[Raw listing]

########

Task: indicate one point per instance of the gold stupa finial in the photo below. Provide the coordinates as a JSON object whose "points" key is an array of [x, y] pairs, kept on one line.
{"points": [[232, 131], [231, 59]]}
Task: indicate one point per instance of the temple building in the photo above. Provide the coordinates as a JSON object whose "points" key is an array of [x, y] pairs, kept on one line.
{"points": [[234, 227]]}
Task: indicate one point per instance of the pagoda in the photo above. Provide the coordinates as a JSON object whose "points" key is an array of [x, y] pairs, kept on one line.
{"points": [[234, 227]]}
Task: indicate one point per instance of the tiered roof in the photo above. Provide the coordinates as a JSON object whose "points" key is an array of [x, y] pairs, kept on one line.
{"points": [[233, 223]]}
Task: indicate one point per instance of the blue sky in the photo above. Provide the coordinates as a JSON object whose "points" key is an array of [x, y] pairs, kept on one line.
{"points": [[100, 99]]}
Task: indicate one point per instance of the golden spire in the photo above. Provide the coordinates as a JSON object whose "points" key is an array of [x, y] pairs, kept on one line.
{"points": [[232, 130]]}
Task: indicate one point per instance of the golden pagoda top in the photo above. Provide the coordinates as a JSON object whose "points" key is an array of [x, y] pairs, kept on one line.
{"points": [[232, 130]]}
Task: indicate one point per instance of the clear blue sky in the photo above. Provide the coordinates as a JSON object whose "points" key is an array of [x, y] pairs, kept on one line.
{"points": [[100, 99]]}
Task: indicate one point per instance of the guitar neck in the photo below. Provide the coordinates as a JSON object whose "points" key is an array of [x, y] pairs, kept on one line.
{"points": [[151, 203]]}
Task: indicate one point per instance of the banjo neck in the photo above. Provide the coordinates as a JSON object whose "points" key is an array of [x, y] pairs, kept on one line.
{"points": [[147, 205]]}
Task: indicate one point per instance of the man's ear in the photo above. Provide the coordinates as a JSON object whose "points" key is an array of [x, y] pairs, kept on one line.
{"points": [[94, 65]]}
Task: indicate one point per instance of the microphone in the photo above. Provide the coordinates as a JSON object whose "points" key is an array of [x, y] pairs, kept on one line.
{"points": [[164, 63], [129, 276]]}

########

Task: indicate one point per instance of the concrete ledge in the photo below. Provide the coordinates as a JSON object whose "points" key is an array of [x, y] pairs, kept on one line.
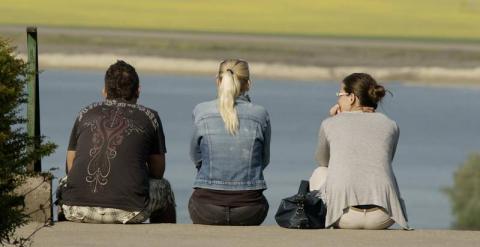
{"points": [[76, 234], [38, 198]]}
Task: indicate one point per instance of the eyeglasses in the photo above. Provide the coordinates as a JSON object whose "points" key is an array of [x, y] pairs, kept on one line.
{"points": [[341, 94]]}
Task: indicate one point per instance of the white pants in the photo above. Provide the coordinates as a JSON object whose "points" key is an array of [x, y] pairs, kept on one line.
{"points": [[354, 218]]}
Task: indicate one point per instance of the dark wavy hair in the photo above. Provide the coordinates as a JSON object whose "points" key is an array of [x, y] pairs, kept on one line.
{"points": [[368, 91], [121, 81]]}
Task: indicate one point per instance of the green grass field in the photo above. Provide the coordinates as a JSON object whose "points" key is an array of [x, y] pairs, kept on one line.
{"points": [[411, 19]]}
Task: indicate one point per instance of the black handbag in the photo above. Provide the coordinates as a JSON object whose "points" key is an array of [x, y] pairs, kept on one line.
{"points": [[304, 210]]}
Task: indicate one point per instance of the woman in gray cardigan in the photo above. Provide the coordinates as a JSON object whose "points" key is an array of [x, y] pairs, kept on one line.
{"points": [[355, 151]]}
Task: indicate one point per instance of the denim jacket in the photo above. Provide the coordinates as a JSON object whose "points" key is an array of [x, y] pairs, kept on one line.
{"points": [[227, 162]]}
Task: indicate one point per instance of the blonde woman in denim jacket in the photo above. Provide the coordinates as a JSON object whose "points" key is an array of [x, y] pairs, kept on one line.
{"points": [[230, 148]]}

########

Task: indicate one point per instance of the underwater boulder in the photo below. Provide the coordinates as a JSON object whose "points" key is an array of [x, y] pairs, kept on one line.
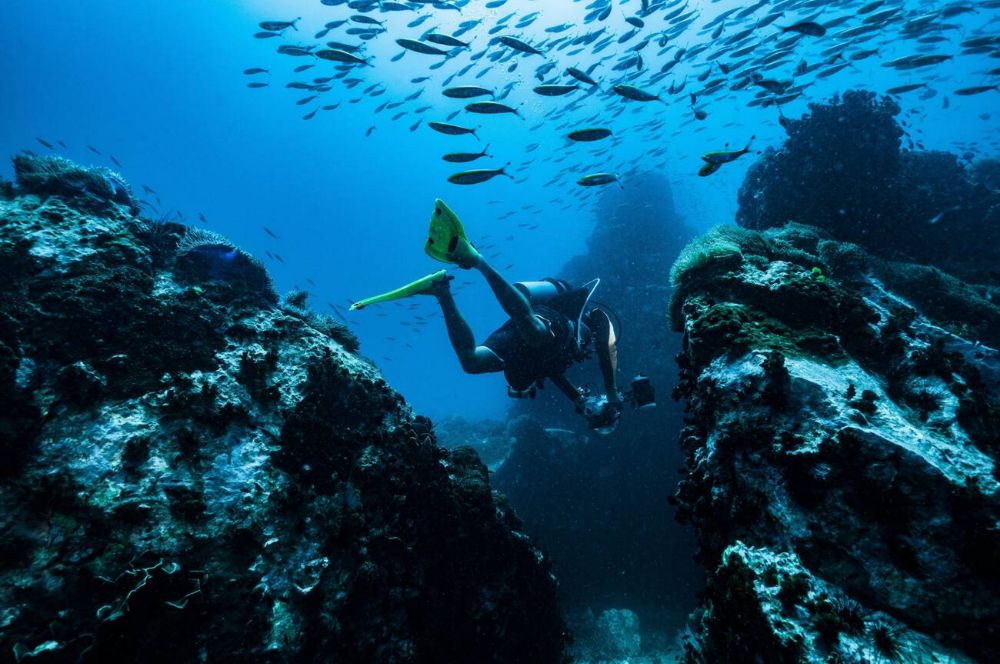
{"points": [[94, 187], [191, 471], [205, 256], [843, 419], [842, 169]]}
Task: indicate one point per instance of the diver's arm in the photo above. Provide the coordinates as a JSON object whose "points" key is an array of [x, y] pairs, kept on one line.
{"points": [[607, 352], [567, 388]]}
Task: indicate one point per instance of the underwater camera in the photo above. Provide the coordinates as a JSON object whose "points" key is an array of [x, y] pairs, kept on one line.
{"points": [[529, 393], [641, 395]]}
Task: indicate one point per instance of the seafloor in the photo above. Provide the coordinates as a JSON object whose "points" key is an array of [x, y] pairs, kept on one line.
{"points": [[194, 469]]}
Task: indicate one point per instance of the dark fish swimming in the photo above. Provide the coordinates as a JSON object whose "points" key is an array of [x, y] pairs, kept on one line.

########

#### Goal
Which lines in the listing above contain the word "golden"? Pick out each one and copy it in full. Case matters.

#### The completed task
Task: indicate one point per instance of the golden spire in the photo above. Provide the coordinates as a JSON object whose "points" key is an array of [x, y] pairs, kept on one line.
Task: indicate one point per instance of the golden pagoda top in the photo above. Provide the coordinates as a JSON object whose "points" key is an array of [x, y] pairs, kept on one line.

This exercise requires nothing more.